Scale the records between the lines holding "Which region of this screenshot contains the blonde" and "[305,249,331,278]", inclusive, reproducing only the lines in that span, requests included, with each bounding-box coordinate in the answers multiplied by 1.85 and rounded to a whole number, halves rounded up. Leave the pictures out.

DATA RECORDS:

*****

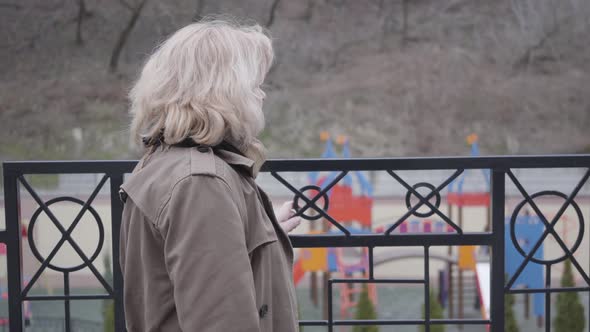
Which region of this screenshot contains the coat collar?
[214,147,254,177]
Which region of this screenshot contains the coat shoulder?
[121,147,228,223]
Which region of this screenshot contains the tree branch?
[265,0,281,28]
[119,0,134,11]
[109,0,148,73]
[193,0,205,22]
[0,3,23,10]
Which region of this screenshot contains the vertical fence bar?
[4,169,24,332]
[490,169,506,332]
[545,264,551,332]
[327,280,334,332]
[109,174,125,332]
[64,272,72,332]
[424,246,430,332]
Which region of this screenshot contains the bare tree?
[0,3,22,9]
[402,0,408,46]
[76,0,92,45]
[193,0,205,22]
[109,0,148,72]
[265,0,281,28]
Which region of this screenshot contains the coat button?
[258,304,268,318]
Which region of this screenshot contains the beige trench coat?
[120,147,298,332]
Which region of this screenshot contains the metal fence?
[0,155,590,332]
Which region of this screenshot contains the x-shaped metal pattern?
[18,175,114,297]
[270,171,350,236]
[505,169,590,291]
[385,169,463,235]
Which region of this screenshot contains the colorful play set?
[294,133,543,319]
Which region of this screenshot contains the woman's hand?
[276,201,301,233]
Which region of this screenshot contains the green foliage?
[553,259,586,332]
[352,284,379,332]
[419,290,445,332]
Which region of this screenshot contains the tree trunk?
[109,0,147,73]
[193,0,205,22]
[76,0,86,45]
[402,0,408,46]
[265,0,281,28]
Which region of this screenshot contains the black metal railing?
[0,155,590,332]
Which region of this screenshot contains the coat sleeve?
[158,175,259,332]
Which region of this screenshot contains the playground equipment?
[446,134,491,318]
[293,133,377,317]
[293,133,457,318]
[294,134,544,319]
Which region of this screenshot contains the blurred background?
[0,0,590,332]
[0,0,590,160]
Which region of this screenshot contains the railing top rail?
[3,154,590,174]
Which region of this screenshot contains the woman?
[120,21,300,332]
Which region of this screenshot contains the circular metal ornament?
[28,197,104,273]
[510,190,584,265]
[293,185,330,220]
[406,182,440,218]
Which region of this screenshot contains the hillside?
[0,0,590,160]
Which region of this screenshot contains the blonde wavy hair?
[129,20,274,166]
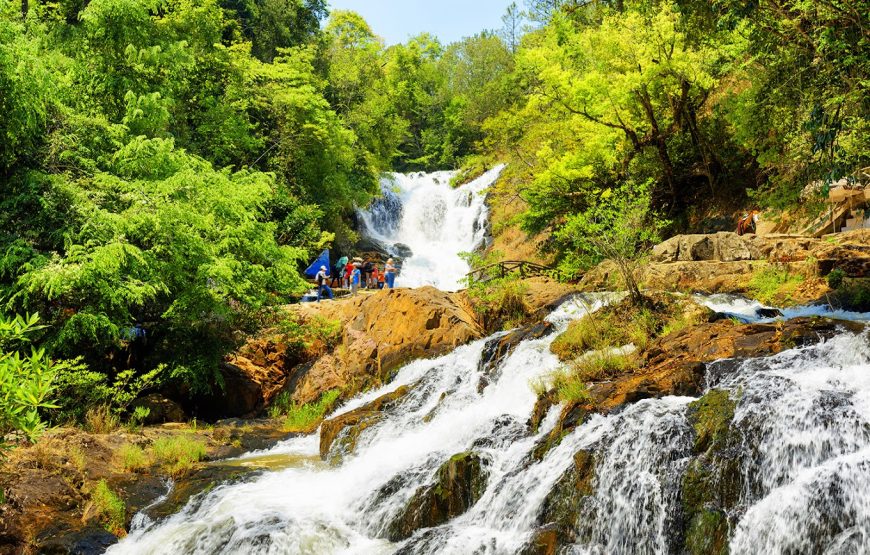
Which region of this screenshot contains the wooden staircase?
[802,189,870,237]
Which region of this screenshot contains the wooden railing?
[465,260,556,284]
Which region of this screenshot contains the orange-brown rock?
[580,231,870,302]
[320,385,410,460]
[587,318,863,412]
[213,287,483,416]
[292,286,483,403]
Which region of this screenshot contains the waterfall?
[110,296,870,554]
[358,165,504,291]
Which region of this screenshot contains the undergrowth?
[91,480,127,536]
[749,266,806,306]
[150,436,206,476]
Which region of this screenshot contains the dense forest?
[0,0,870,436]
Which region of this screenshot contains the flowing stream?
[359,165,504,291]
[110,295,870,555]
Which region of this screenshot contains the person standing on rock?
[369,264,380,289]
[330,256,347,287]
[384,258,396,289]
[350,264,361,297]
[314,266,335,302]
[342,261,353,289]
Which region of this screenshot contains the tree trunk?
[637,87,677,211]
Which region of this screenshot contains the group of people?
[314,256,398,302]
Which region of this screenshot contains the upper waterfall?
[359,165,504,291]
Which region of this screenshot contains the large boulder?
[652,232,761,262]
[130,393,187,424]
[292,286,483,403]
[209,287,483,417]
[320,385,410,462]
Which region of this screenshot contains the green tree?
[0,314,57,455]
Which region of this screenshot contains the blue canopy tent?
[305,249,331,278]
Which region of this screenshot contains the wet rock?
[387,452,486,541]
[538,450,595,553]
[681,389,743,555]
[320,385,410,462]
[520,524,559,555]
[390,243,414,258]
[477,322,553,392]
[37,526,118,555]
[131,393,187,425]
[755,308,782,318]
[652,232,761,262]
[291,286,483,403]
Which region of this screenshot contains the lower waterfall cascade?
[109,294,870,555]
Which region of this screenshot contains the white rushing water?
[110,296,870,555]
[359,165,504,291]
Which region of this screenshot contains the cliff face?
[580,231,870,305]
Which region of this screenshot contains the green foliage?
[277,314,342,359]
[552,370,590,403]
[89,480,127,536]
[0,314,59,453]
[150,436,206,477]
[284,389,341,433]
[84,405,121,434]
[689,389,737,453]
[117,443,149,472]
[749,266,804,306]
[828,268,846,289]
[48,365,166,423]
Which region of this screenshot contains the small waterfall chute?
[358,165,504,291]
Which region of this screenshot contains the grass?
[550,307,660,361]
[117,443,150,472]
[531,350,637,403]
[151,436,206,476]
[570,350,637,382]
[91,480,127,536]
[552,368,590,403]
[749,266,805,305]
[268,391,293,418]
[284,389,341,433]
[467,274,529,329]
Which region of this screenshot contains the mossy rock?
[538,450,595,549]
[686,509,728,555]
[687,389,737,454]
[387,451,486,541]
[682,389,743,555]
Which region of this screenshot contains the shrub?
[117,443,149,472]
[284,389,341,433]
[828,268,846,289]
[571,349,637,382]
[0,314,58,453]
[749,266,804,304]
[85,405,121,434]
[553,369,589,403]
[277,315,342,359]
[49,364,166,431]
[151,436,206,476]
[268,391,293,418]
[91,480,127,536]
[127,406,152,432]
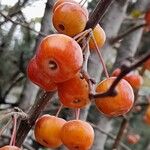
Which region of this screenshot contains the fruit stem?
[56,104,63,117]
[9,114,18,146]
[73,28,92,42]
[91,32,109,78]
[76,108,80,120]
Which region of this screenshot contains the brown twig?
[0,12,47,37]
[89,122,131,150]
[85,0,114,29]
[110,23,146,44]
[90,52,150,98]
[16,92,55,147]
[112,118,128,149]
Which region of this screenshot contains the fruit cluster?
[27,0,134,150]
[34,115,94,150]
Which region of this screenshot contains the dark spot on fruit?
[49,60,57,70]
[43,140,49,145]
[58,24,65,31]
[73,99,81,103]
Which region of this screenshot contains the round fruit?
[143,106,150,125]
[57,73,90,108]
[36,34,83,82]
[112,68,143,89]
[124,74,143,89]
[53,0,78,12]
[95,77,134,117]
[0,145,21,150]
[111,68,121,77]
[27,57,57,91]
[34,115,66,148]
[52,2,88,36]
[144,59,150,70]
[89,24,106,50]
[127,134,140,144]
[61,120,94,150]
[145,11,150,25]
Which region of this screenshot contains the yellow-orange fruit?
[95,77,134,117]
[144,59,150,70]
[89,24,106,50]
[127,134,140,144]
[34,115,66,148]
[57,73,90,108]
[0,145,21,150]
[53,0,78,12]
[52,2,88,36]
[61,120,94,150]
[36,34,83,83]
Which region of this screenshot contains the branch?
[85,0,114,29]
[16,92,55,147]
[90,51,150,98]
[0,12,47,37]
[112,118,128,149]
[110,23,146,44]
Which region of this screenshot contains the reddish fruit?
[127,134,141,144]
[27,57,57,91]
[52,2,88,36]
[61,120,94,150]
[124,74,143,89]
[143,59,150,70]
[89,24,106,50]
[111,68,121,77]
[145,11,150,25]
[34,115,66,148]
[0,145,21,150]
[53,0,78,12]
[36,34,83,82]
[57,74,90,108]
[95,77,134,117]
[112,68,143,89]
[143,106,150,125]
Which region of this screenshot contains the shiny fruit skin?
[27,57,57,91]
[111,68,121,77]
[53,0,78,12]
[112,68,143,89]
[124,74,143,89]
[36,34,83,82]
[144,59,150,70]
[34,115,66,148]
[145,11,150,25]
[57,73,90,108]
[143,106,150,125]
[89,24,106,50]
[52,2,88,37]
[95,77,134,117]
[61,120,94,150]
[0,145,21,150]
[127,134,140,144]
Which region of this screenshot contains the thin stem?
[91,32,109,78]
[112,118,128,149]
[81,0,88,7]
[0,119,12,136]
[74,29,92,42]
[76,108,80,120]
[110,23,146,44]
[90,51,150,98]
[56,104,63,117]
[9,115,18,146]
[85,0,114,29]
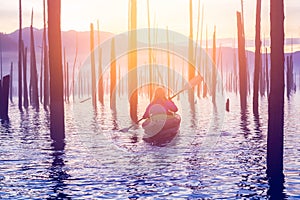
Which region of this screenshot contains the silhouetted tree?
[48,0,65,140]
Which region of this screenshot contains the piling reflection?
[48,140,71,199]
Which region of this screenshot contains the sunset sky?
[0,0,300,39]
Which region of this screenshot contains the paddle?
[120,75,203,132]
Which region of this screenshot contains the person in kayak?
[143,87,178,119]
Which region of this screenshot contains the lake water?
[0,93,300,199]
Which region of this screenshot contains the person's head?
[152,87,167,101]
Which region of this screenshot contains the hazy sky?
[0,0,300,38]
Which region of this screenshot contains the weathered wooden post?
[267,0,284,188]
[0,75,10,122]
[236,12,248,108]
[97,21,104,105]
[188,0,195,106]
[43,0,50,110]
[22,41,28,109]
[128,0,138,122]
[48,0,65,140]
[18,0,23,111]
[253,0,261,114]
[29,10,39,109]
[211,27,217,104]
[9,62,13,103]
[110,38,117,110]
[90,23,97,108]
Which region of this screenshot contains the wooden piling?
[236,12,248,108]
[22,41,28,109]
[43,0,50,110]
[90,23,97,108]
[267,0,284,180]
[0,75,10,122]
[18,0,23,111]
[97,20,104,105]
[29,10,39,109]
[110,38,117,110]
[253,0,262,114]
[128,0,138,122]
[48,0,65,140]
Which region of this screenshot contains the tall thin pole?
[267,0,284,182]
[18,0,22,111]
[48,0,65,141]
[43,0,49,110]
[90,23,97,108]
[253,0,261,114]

*****

SOLUTION TO THIS EXERCISE:
Which region of this screenshot contains the blonde wavy hair?
[239,37,507,307]
Which region of this screenshot contains the wooden staircase?
[1484,350,1610,438]
Which region of this screenshot contains the wooden railing?
[860,481,1029,525]
Which region of this screenshot contains the orange-brown rock?
[1073,427,1610,559]
[592,712,759,851]
[1086,588,1597,762]
[394,531,894,770]
[540,529,894,746]
Which region of this screenshot contains the waterfall?
[204,548,1610,1025]
[662,305,932,538]
Which region of this screenshot contains the undergrowth?
[168,888,235,992]
[1386,492,1491,566]
[278,807,381,881]
Which region of this screenshot contains the dense forest?
[0,0,1610,807]
Which region of this screenshot contains the flowing stream?
[664,305,932,538]
[204,546,1610,1027]
Which region of this screenshot contains the person standing on rock?
[683,488,703,535]
[611,474,642,531]
[710,477,733,535]
[648,488,668,549]
[581,492,620,559]
[633,483,653,535]
Which region of this screenshot contains the tree trunk?
[1178,161,1252,390]
Which region of this screenshot contains the group of people?
[581,474,736,559]
Which region of this screenshot contains the upper waterfall?
[664,305,932,538]
Which region of this screenshot contains the large boulder?
[1206,429,1408,485]
[241,727,346,784]
[540,529,894,746]
[387,531,894,771]
[592,712,759,855]
Which region of this screenshot contains the green tree?
[0,581,105,842]
Which region of this screenshot contains the blue canopy tent?
[564,461,612,514]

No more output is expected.